*Exercise description*:
Pick up the review of Angela Saini's investigation into patriarchy after its last sentence and keep writing it.

*Excerpted passage*:
Whether patriarchy is or isn’t “natural” is rather beside the point given the harm it does. But given that patriarchy’s naturalness or inevitability is often used in its defense, in this investigation journalist Angela Saini treats this as a serious question worth a serious answer.
She approaches that question scientifically, through disciplines as diverse as archaeology, sociology, anthropology and history. Science is predictive, and any explanation of patriarchy ideally should be able to predict in what circumstances it emerges. The world of course is much messier than that, and something as complicated as patriarchy — a power structure, a culture, a sociological phenomena — is particularly difficult. Saini shows however that the answers that are emerging are fascinating, largely underreported, and encouraging, depending on where you sit on the possibility of radical social and economic change.
She gets out of the way early that there is nothing inherently biological about patriarchy. This is proved by comparisons between humans and our closest ape relatives, and by studying the immense diversity of human social structures. Patriarchy undeniably exists in both, but there is no one thing that consistently predicts when it emerges.

*Saved entries*:
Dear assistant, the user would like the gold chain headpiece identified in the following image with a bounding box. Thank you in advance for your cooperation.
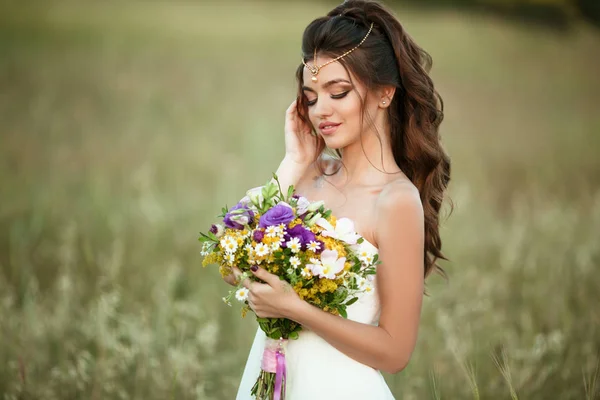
[302,22,373,82]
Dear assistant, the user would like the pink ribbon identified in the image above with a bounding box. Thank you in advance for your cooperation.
[260,340,287,400]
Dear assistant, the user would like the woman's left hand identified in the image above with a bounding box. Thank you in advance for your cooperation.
[244,267,303,319]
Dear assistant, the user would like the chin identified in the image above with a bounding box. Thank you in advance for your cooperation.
[323,136,350,150]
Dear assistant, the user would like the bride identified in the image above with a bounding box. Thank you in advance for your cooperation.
[225,0,450,400]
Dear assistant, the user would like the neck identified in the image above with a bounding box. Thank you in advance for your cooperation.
[338,119,400,185]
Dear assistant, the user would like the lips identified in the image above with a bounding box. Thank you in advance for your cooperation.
[319,122,341,135]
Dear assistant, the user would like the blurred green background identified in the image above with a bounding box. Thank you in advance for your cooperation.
[0,1,600,400]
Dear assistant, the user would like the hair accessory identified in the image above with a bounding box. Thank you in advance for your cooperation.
[302,22,373,82]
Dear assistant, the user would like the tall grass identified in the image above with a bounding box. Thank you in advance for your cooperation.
[0,2,600,400]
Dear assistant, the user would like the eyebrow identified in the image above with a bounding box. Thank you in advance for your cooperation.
[302,78,352,92]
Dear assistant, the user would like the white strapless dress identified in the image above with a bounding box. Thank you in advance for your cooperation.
[236,241,394,400]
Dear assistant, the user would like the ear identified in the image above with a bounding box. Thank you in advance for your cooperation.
[379,86,396,108]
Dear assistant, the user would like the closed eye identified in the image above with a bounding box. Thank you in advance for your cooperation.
[306,90,350,107]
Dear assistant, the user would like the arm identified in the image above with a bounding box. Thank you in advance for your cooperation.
[250,185,424,373]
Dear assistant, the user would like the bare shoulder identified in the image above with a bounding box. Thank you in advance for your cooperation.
[375,178,423,214]
[375,179,425,242]
[297,153,339,187]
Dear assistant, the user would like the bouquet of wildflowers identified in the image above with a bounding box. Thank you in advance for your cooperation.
[199,175,379,400]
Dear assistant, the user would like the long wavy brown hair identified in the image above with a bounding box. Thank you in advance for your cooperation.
[296,0,450,277]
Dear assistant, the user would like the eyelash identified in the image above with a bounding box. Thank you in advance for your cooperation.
[306,90,350,107]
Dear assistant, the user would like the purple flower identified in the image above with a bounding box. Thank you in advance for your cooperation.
[258,204,294,228]
[223,203,254,230]
[252,229,265,243]
[284,225,316,250]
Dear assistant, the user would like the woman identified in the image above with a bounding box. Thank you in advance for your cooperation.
[227,0,450,400]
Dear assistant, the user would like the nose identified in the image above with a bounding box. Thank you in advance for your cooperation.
[312,95,333,119]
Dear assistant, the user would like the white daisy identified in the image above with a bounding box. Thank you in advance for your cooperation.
[235,288,248,301]
[286,238,302,253]
[356,276,368,290]
[308,240,321,253]
[220,236,237,253]
[290,256,302,268]
[224,253,235,265]
[254,243,269,257]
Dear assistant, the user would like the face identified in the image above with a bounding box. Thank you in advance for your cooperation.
[303,57,378,149]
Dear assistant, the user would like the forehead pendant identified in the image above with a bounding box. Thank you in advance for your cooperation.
[302,22,373,82]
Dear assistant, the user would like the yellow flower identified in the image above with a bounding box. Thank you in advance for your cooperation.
[202,253,223,267]
[219,264,233,278]
[321,237,346,258]
[327,214,337,228]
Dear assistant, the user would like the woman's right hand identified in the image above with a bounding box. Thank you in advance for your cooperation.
[285,100,318,166]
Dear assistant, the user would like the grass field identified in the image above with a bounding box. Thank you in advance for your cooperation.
[0,2,600,400]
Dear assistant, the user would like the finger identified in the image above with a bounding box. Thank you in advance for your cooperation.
[250,266,279,287]
[231,267,242,285]
[242,278,255,290]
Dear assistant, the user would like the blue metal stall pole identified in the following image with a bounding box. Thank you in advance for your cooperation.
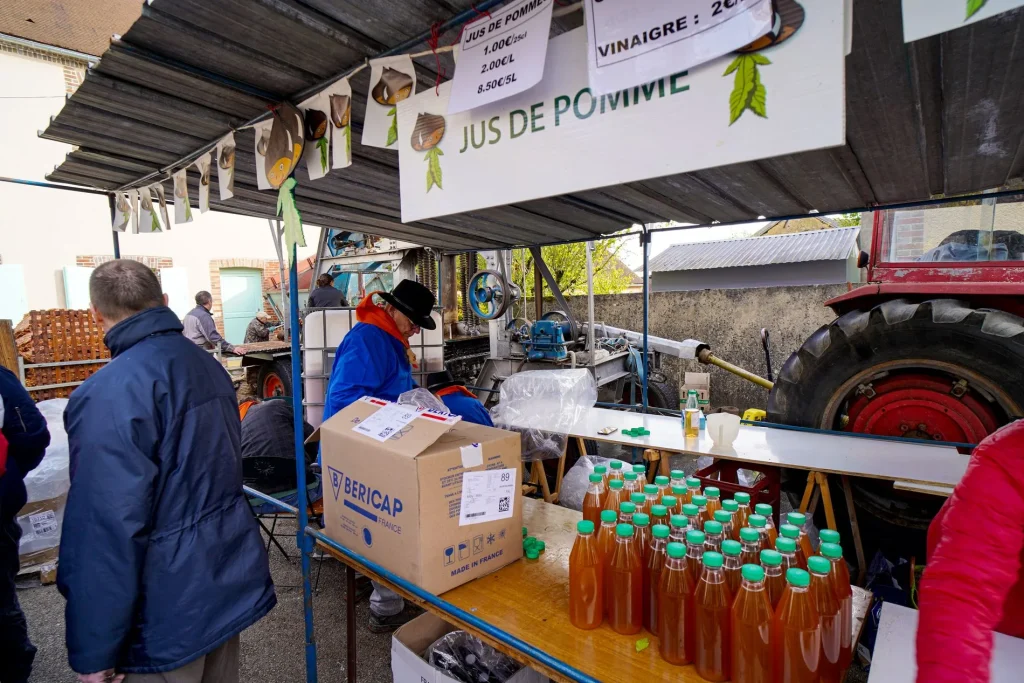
[288,245,316,683]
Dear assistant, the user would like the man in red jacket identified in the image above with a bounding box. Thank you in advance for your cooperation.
[918,420,1024,683]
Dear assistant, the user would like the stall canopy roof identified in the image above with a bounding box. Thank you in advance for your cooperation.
[42,0,1024,251]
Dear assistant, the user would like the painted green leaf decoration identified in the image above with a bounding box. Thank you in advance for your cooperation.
[964,0,988,22]
[385,106,398,147]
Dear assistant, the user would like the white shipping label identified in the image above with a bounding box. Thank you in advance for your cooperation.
[459,469,516,526]
[352,403,423,441]
[29,510,57,536]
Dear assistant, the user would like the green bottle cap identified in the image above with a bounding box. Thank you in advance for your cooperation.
[775,536,797,553]
[722,539,743,556]
[785,567,811,587]
[818,543,843,560]
[686,528,705,546]
[703,550,725,569]
[807,555,831,573]
[739,564,765,584]
[778,524,800,539]
[818,528,839,543]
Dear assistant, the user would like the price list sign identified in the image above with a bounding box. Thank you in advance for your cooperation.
[447,0,554,114]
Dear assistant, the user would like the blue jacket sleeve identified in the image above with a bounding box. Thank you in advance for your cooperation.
[57,387,160,674]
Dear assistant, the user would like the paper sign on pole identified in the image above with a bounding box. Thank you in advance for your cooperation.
[584,0,770,94]
[397,0,846,222]
[447,0,554,114]
[903,0,1024,43]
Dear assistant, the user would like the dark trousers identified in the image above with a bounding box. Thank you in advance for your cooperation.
[0,519,36,683]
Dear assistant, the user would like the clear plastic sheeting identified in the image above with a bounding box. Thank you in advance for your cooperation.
[490,370,597,461]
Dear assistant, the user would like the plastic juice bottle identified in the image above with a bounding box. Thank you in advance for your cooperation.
[772,569,821,683]
[732,493,751,528]
[818,542,853,680]
[605,524,643,635]
[731,565,774,683]
[657,543,696,666]
[705,520,725,553]
[754,503,778,548]
[569,524,604,629]
[722,539,743,595]
[683,389,700,438]
[778,524,807,569]
[761,550,785,609]
[785,512,814,558]
[643,524,669,636]
[693,552,732,681]
[705,486,722,519]
[807,555,843,683]
[583,474,605,526]
[686,528,705,577]
[739,526,761,564]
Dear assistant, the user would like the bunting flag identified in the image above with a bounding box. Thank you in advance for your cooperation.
[217,133,234,202]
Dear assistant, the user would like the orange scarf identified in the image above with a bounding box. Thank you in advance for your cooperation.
[355,292,420,368]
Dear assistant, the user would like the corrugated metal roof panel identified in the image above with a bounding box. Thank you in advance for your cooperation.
[650,227,860,272]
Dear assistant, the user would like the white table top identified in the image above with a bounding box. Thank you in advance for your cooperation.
[509,408,970,486]
[867,602,1024,683]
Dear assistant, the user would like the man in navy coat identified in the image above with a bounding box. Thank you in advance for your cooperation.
[57,259,276,683]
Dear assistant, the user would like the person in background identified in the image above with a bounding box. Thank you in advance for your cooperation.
[918,420,1024,683]
[182,292,246,355]
[0,366,50,683]
[427,370,495,427]
[57,259,276,683]
[324,280,436,633]
[306,272,348,308]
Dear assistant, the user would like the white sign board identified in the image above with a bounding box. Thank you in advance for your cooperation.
[397,0,846,222]
[903,0,1024,43]
[447,0,554,114]
[584,0,774,94]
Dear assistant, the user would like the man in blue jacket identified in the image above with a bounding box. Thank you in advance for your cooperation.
[0,367,50,683]
[57,259,276,683]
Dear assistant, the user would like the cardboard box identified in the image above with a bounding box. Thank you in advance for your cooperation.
[679,373,711,413]
[391,612,548,683]
[309,397,522,594]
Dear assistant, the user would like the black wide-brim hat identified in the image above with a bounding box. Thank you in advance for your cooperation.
[379,280,437,330]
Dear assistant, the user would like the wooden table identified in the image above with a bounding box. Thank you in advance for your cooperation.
[322,498,870,683]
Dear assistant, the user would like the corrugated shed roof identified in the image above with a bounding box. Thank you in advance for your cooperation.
[650,227,860,272]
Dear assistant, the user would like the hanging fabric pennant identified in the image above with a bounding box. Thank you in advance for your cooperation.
[362,54,416,150]
[196,152,213,213]
[299,92,333,180]
[217,133,234,202]
[173,169,191,223]
[150,182,171,230]
[325,78,352,168]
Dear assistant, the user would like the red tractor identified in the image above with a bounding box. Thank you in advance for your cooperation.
[768,196,1024,527]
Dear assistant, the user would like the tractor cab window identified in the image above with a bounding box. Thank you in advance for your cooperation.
[882,195,1024,263]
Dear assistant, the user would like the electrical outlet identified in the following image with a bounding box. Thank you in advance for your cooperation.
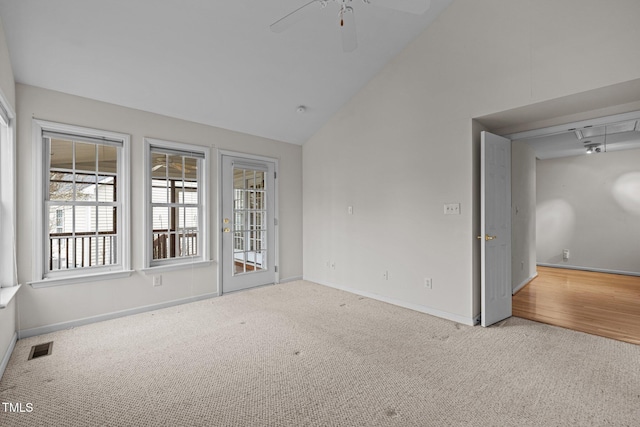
[444,203,460,215]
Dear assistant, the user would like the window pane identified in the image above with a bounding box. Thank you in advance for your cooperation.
[98,145,118,173]
[152,207,170,231]
[43,125,122,276]
[49,139,73,169]
[75,173,97,202]
[152,233,169,259]
[184,208,198,230]
[253,171,265,189]
[180,232,198,256]
[151,179,169,203]
[233,252,245,274]
[49,206,73,234]
[233,231,244,252]
[74,142,96,172]
[98,175,116,202]
[168,155,184,179]
[151,152,167,178]
[98,206,116,233]
[73,206,98,234]
[49,172,73,200]
[184,157,198,181]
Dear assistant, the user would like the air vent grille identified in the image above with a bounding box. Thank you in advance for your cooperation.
[28,341,53,360]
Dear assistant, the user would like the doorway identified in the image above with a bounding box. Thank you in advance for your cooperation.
[490,112,640,343]
[220,153,277,293]
[473,92,640,330]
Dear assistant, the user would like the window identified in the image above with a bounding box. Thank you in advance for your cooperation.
[146,139,209,267]
[34,120,130,288]
[0,96,18,293]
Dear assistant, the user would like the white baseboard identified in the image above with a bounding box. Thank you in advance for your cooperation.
[511,273,538,295]
[304,278,476,326]
[0,332,18,379]
[537,262,640,277]
[279,276,303,283]
[18,293,218,339]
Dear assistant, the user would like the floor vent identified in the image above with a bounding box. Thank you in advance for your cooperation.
[28,341,53,360]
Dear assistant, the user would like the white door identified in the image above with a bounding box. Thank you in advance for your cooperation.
[220,155,277,292]
[478,132,512,326]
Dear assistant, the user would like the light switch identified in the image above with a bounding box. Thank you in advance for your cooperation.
[444,203,460,215]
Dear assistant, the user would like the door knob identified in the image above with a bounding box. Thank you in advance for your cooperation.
[476,234,498,240]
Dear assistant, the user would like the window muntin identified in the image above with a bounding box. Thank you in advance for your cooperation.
[148,142,206,267]
[42,130,124,277]
[233,166,268,276]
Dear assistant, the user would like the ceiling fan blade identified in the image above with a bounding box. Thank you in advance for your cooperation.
[370,0,431,15]
[340,7,358,52]
[270,0,322,33]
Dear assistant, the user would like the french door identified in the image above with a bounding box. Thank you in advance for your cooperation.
[220,155,277,293]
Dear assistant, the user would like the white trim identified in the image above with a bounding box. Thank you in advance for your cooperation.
[18,292,218,339]
[29,118,132,288]
[143,137,211,274]
[511,273,538,295]
[0,90,18,287]
[537,262,640,277]
[27,270,134,289]
[0,285,22,309]
[278,276,304,283]
[0,332,18,379]
[503,111,640,141]
[140,261,213,274]
[304,278,476,326]
[216,148,280,292]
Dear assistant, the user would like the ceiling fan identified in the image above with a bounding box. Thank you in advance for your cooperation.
[270,0,431,52]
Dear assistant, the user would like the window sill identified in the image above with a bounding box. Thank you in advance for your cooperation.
[0,285,22,310]
[28,270,133,289]
[140,261,213,274]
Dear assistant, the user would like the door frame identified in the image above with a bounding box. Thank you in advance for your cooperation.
[477,131,513,327]
[215,149,280,295]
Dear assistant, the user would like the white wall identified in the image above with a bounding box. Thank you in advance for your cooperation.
[511,141,537,291]
[17,84,302,335]
[536,150,640,274]
[0,15,16,375]
[303,0,640,323]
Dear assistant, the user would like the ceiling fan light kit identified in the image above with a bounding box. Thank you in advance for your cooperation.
[270,0,431,52]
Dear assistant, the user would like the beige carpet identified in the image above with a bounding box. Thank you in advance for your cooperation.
[0,282,640,427]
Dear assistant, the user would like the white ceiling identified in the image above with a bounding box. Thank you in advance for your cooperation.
[0,0,453,144]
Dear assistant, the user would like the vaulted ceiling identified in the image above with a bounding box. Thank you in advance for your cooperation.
[0,0,453,144]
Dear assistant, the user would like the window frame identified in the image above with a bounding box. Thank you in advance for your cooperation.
[0,91,18,294]
[142,137,211,274]
[29,119,133,288]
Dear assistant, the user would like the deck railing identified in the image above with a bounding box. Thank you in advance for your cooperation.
[49,232,118,271]
[153,230,198,259]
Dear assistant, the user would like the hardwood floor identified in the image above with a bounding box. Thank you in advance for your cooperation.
[513,267,640,344]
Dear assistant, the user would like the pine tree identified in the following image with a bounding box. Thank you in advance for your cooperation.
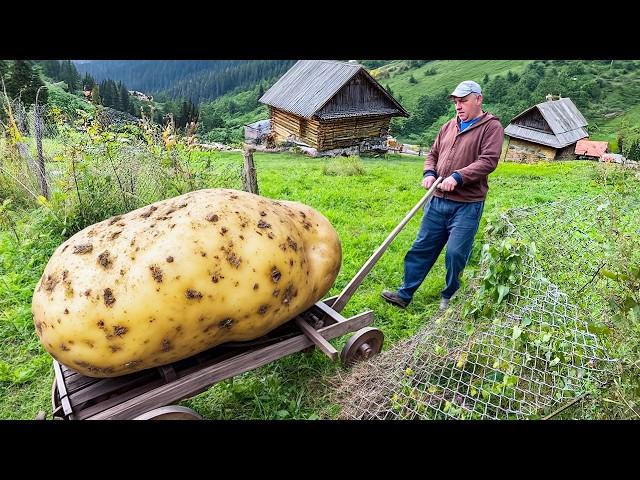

*Solved problem*:
Saini pursues patriarchy through history, taking as case studies moments when male domination came into conflict with other ways of organising society: the colonisation of the Americas, ancient Mesopotamia, classical Greece and Rome, the communist revolutions of the 20th Century and the 1979 Iranian Revolution. These are not straightforward. Athens, beacon of democracy, was much more patriarchal than sister city Sparta, yet is celebrated for its democratic values. The early feminists in the US lobbied for greater rights for housewives — but not Indigenous women or working women (a throughline in The Patriarchs is how so infrequently feminism really does what it says and includes all women). In doing so Saini demonstrates that “patriarchy, far from being a return to the past, [is] in fact being constantly remade in the present”. She also shows that “social change rarely happens suddenly without resistance”.
Patriarchy as we understand it today is not one thing, but a collection of practices of male domination that have come together into a particular toolkit, including patriliny (the passage of power down male descendants) and patrilocality (the movement of wives and property towards a husband’s place of birth), and gender becoming salient. Gendered division of labour, for instance, seems to be unusual in human history, even in societies practicing patriliny or patrilocality.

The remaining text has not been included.